- [Work to do]:
A – Return the passage of the internship piece from "The Internship –" to "scare me a lot.", copied word for word.
B – Using the internship piece, decide whether each statement agrees with it, and answer yes or no for each, quoting the words that settle it: (i) The narrator is a business major at a large sea-grant college. (ii) The narrator did the internship over a winter break. (iii) The narrator says zombies scare them only a little.

--- BEGIN Given text ---

The Internship – Caligula Style

by Orgy Philly…

I’m not ashamed to say, I did my internship at this big bookseller corporation. Okay, wait a minute; maybe I am ashamed. I’m not going to say the name of the company because that would be inappropriate. McScrew-Hell.

Truth is, McScrew-Hell is not a nice-little bookworm company like you might think. They’re a big scary corporation, something right out of the Hudsucker Proxy. After working one summer there, McScrew-Hell scares me worse than zombies, and zombies scare me a lot.

I’m a business major at a large sea-grant college. Last summer I did an internship at McScrew-Hell and all I can say is that it really opened my eyes. I never knew anything about big business except what I’d seen in movies, but all of a sudden I was tossed into this big room with hundreds of other people and all I can say is: I felt like I was lost at sea. The anonymity of the whole thing was downright scary. At that moment, if I had a choice between being me and a sardine, I think I would have chosen the stinky little fish.

--- END Given text ---
--- BEGIN Data supplied ---

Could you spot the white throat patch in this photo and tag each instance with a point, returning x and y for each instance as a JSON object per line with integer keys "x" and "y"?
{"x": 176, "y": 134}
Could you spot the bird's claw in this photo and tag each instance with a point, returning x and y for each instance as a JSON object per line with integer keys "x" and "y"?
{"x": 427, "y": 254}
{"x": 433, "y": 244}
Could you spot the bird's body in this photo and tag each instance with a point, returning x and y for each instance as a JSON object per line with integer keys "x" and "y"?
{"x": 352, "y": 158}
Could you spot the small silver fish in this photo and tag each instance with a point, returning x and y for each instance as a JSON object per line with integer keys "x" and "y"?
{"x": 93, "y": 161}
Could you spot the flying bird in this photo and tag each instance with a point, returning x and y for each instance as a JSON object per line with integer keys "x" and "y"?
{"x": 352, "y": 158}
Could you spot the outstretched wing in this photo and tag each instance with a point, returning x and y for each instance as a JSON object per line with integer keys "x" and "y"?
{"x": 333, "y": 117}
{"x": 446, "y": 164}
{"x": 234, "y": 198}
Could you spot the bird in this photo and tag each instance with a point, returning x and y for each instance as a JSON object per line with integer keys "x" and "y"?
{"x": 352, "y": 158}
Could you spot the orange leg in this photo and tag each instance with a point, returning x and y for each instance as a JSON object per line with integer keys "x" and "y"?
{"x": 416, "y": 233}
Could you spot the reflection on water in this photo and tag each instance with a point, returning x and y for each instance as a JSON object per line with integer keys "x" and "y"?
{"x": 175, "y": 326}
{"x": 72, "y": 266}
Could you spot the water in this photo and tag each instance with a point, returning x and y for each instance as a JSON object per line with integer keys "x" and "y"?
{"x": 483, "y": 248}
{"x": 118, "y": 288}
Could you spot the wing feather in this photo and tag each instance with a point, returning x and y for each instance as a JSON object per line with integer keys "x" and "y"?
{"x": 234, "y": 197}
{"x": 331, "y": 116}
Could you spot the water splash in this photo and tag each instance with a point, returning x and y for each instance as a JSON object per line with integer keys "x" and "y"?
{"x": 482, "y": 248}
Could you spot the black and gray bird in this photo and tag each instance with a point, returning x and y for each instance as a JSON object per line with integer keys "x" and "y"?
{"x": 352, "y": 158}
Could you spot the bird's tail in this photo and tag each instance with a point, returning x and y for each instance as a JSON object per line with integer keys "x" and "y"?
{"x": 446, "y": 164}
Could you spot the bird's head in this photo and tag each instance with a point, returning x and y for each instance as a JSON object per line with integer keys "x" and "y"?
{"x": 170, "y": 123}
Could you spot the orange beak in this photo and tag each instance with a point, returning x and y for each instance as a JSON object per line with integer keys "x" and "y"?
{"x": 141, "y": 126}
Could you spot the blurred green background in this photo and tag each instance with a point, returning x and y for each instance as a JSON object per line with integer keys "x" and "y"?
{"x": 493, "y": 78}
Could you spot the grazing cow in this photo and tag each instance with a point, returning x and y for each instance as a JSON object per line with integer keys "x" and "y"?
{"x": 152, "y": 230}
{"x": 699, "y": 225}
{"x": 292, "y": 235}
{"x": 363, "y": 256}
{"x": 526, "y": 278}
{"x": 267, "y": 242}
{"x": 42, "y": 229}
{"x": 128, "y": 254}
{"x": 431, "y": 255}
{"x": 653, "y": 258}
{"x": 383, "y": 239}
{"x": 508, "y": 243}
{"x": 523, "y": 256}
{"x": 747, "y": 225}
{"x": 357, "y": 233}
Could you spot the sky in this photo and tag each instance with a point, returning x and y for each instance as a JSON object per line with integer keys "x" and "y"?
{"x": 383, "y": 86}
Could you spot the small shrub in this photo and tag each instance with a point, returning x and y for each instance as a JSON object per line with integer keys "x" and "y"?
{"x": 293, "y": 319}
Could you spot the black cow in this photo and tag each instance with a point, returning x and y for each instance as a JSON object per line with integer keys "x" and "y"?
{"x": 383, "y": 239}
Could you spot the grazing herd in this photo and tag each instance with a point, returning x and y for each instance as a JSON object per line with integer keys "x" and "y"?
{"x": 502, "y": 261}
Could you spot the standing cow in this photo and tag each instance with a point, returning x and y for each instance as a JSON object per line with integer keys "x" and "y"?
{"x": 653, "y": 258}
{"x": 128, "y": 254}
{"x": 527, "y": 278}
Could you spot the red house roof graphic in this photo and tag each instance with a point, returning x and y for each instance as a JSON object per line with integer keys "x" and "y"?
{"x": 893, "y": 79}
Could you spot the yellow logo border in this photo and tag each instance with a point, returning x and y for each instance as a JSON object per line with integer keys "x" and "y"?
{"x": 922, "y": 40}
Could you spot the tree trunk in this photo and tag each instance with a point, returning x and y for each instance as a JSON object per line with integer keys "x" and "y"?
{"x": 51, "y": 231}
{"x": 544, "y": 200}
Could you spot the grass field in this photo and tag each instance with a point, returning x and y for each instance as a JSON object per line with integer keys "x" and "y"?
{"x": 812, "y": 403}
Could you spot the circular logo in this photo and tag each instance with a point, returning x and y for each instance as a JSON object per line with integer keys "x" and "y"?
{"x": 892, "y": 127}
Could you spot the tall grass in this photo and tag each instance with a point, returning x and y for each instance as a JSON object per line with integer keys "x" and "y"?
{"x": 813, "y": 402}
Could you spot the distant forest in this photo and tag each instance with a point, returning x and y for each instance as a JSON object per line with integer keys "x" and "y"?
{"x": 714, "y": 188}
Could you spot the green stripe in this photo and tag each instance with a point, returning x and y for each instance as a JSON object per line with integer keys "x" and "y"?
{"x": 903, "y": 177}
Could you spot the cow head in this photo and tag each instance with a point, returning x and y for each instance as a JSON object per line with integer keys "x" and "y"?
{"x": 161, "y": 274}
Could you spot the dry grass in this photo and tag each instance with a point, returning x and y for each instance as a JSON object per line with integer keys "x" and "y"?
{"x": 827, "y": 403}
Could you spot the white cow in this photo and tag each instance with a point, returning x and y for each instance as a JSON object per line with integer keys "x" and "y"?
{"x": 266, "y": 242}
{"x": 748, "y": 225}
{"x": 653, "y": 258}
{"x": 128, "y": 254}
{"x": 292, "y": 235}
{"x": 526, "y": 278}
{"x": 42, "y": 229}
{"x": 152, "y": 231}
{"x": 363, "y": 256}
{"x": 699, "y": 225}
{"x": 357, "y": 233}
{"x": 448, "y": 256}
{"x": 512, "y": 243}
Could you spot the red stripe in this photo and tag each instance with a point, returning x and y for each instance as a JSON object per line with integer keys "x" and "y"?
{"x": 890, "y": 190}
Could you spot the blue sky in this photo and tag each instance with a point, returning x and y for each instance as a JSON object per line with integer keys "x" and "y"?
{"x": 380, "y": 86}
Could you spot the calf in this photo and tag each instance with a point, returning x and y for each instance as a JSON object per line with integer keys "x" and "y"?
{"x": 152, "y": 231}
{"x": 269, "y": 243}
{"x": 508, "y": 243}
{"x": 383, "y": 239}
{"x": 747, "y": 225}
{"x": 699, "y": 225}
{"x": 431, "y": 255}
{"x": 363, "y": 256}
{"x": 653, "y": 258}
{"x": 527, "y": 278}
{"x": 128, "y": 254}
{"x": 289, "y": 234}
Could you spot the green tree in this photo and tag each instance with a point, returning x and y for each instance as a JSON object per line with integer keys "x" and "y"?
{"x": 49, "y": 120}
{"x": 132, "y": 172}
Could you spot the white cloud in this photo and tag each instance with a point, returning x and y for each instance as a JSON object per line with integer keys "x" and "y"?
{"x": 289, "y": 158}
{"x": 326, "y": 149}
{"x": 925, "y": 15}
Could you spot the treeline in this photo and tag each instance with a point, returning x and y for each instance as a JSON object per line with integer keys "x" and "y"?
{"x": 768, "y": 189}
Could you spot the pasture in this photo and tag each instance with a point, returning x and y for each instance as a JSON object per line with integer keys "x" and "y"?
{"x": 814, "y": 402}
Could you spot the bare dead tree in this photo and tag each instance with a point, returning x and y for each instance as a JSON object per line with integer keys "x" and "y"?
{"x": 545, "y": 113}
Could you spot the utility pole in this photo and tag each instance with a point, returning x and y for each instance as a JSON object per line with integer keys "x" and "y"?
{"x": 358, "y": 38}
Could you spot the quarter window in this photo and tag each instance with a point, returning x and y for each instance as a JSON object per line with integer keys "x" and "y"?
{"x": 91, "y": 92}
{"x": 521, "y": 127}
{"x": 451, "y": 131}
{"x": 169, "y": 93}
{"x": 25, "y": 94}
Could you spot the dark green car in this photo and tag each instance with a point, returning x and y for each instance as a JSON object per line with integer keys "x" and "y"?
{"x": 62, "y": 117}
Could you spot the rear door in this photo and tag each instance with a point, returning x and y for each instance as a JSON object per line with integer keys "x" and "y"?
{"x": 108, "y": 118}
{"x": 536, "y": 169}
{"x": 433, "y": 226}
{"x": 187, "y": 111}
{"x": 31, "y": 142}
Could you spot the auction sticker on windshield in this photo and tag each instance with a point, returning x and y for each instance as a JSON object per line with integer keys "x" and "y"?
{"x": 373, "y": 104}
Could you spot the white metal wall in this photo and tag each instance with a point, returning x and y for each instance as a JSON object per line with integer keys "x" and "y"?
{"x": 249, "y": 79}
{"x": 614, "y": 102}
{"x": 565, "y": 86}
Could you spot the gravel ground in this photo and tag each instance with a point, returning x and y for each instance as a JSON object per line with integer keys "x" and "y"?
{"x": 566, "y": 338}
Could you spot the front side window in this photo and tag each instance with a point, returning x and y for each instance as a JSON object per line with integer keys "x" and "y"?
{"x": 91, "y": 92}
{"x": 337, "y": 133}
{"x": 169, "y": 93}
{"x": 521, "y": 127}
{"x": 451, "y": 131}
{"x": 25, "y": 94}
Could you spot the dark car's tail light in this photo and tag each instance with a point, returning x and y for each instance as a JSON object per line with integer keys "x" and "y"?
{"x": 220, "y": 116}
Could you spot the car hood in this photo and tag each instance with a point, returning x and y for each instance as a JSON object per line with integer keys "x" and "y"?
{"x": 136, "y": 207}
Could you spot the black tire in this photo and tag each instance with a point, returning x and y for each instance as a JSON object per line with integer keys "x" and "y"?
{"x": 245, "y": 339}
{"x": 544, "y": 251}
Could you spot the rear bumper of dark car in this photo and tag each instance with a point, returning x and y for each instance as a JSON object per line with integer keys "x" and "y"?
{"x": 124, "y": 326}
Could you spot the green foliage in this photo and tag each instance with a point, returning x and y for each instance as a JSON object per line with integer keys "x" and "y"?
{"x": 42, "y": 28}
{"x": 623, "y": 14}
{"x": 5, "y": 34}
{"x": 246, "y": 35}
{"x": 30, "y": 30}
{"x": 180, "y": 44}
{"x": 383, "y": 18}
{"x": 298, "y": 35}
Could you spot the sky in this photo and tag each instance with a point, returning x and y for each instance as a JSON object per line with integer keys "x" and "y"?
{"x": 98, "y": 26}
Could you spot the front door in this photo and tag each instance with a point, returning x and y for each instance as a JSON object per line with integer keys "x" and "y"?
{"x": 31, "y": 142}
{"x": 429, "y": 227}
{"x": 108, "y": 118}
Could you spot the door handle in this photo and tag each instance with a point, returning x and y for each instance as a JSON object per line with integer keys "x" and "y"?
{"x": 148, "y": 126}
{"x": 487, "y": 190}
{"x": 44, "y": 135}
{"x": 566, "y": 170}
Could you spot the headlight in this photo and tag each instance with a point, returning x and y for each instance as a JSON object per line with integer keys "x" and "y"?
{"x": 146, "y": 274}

--- END Data supplied ---

- [Answers to the exercise]:
A –
The Internship – Caligula Style

by Orgy Philly…

I’m not ashamed to say, I did my internship at this big bookseller corporation. Okay, wait a minute; maybe I am ashamed. I’m not going to say the name of the company because that would be inappropriate. McScrew-Hell.

Truth is, McScrew-Hell is not a nice-little bookworm company like you might think. They’re a big scary corporation, something right out of the Hudsucker Proxy. After working one summer there, McScrew-Hell scares me worse than zombies, and zombies scare me a lot.

B –
(i) Yes: "I’m a business major at a large sea-grant college."
(ii) No: "Last summer I did an internship at McScrew-Hell"
(iii) No: "zombies scare me a lot."